Objective: Set down the line that contains "Reviewer note: every instance of the white shelf" and every line after it to the end of the entries, exactly as they stand and nothing more.

Data supplied:
(begin)
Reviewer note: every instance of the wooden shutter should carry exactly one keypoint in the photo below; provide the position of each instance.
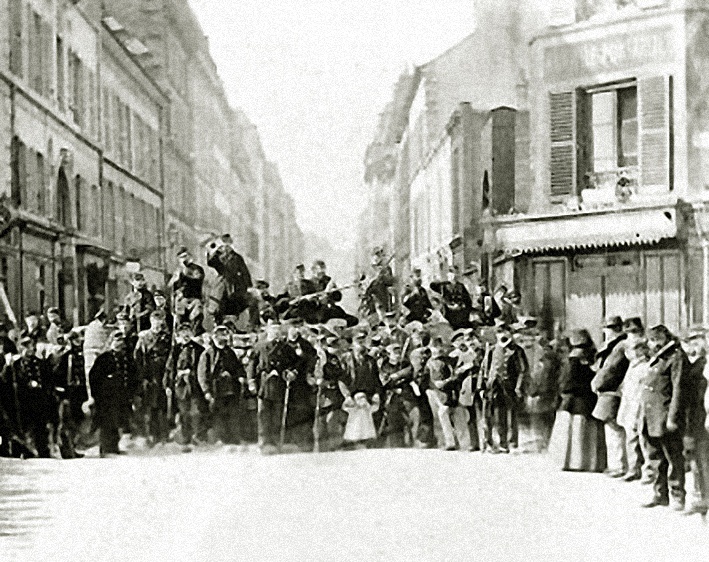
(563, 147)
(655, 131)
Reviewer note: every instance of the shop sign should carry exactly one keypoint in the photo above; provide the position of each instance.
(607, 54)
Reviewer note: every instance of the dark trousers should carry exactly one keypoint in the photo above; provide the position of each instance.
(109, 420)
(667, 462)
(193, 419)
(226, 419)
(269, 421)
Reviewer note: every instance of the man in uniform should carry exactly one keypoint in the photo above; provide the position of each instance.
(663, 416)
(182, 383)
(415, 299)
(70, 386)
(187, 291)
(456, 299)
(502, 377)
(294, 303)
(139, 303)
(113, 379)
(150, 356)
(32, 376)
(611, 365)
(221, 376)
(231, 296)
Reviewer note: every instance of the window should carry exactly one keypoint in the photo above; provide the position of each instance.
(61, 85)
(614, 128)
(16, 28)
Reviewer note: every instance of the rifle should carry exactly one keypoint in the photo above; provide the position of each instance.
(316, 426)
(284, 417)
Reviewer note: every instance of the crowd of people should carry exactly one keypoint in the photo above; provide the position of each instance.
(428, 367)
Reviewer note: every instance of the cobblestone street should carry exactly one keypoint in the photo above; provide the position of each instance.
(230, 504)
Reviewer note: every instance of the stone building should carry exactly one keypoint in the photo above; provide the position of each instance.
(616, 220)
(82, 178)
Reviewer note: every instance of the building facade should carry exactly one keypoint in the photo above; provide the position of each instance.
(616, 221)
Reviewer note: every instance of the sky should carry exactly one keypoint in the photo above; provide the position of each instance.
(313, 75)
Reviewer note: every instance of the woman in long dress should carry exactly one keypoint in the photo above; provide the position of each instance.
(577, 441)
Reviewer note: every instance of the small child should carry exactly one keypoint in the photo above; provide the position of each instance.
(360, 425)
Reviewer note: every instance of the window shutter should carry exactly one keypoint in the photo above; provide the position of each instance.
(655, 127)
(563, 148)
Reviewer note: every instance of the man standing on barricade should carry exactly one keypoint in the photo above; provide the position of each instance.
(151, 353)
(70, 386)
(114, 380)
(187, 291)
(221, 375)
(501, 378)
(182, 385)
(31, 377)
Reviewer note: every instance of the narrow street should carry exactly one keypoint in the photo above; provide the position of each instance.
(231, 504)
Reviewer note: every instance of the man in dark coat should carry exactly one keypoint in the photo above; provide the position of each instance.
(37, 405)
(456, 299)
(415, 299)
(610, 366)
(221, 376)
(663, 416)
(114, 380)
(151, 353)
(181, 381)
(187, 291)
(293, 302)
(70, 387)
(139, 303)
(501, 378)
(230, 295)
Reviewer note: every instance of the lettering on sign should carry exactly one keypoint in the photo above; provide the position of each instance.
(627, 50)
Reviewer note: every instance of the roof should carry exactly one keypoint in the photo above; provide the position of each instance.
(577, 231)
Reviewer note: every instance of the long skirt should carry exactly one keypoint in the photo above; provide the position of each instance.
(578, 443)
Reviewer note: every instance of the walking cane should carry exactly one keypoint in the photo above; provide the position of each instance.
(316, 425)
(282, 440)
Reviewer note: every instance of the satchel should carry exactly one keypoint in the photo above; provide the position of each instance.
(606, 407)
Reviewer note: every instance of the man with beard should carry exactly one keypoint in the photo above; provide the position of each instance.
(70, 386)
(151, 353)
(37, 410)
(139, 303)
(663, 416)
(501, 377)
(113, 380)
(329, 373)
(181, 381)
(415, 300)
(221, 376)
(187, 291)
(456, 299)
(293, 302)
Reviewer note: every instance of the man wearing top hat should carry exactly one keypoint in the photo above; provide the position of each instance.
(181, 380)
(187, 291)
(610, 366)
(151, 354)
(221, 376)
(113, 379)
(139, 303)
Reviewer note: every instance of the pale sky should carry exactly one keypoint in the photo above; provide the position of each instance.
(313, 75)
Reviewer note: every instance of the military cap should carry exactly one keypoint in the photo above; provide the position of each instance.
(615, 322)
(633, 326)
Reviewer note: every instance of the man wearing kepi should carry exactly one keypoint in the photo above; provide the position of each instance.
(611, 365)
(662, 416)
(181, 380)
(113, 379)
(221, 375)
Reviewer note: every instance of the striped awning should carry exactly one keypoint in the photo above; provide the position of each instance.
(623, 228)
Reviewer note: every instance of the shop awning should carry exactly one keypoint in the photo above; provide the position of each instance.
(623, 228)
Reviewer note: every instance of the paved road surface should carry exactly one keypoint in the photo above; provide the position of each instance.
(365, 505)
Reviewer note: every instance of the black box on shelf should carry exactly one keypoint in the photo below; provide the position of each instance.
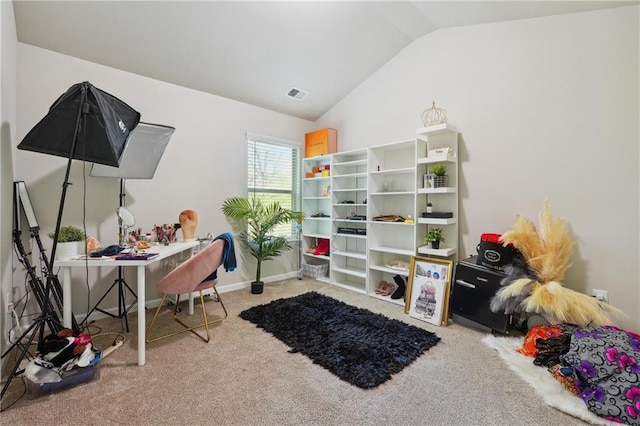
(473, 287)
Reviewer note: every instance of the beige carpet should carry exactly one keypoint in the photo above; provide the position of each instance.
(245, 376)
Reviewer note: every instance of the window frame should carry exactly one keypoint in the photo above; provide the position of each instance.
(296, 175)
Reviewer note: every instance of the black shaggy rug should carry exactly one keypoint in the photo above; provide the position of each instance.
(360, 347)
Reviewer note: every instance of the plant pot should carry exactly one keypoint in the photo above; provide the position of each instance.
(257, 287)
(440, 181)
(65, 251)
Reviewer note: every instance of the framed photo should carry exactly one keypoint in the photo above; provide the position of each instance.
(428, 289)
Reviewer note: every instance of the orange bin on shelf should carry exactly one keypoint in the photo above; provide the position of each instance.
(320, 142)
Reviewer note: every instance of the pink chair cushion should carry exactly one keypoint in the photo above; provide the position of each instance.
(189, 275)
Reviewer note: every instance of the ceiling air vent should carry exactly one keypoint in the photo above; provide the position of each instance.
(297, 94)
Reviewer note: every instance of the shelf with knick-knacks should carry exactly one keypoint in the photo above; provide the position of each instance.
(437, 166)
(316, 205)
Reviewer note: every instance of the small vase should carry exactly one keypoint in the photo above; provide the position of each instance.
(440, 181)
(188, 223)
(257, 287)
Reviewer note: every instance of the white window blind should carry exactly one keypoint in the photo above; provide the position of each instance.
(273, 174)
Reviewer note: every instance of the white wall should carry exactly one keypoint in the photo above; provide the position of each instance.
(204, 163)
(547, 108)
(7, 136)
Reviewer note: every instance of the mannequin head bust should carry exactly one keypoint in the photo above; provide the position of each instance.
(188, 223)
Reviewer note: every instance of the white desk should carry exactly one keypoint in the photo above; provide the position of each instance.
(164, 252)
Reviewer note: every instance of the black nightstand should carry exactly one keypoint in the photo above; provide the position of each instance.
(473, 287)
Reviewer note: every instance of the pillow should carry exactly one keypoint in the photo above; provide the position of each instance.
(606, 365)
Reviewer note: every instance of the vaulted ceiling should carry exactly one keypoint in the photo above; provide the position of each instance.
(257, 51)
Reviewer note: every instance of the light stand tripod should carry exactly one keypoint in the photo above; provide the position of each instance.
(299, 229)
(123, 309)
(22, 204)
(48, 316)
(105, 123)
(139, 161)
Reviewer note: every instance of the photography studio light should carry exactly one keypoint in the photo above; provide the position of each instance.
(140, 160)
(84, 123)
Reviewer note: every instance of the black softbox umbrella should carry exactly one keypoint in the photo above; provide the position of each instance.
(101, 134)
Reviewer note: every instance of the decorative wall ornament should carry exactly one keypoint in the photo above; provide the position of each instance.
(433, 116)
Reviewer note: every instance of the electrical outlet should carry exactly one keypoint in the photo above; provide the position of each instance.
(601, 295)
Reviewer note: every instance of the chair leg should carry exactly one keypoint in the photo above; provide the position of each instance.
(205, 319)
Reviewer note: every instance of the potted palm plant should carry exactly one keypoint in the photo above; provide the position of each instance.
(434, 236)
(256, 223)
(69, 241)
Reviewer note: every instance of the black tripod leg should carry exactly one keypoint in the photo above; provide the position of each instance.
(14, 372)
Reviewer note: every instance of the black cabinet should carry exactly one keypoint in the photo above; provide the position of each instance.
(473, 287)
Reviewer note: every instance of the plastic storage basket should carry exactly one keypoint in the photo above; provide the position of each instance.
(315, 271)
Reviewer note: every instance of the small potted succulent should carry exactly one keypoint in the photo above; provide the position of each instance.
(70, 241)
(440, 178)
(434, 236)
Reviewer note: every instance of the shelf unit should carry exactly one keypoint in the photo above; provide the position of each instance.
(349, 213)
(444, 199)
(316, 201)
(392, 191)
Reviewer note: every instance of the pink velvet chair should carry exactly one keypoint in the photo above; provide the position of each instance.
(193, 275)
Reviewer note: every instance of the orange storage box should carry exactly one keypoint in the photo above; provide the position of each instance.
(320, 142)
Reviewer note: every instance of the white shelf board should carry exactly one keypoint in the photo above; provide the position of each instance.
(393, 192)
(394, 250)
(340, 234)
(442, 252)
(431, 160)
(316, 256)
(436, 129)
(319, 178)
(326, 236)
(399, 302)
(388, 270)
(351, 286)
(349, 189)
(351, 254)
(437, 221)
(402, 171)
(443, 190)
(356, 272)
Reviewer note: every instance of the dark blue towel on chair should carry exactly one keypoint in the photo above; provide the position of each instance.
(228, 255)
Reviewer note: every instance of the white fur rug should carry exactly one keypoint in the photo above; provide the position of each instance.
(551, 391)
(end)
Final result:
Reviewer note: every instance of the white shelf board should carry exactly one keypoint in the photo above; provide the position of each instance.
(393, 192)
(394, 250)
(340, 234)
(442, 252)
(431, 160)
(316, 256)
(436, 129)
(319, 178)
(326, 236)
(399, 302)
(388, 270)
(351, 286)
(349, 189)
(351, 254)
(437, 221)
(402, 171)
(443, 190)
(356, 272)
Reviewer note: every instance of the dark blue towel on chair should carry exactly one keypoint in the photo above; provide the position of each instance.
(228, 255)
Reviewer note: every instance of the white fur rug should carry exactly one keypoint in the photo above; provide the position of each instance.
(551, 391)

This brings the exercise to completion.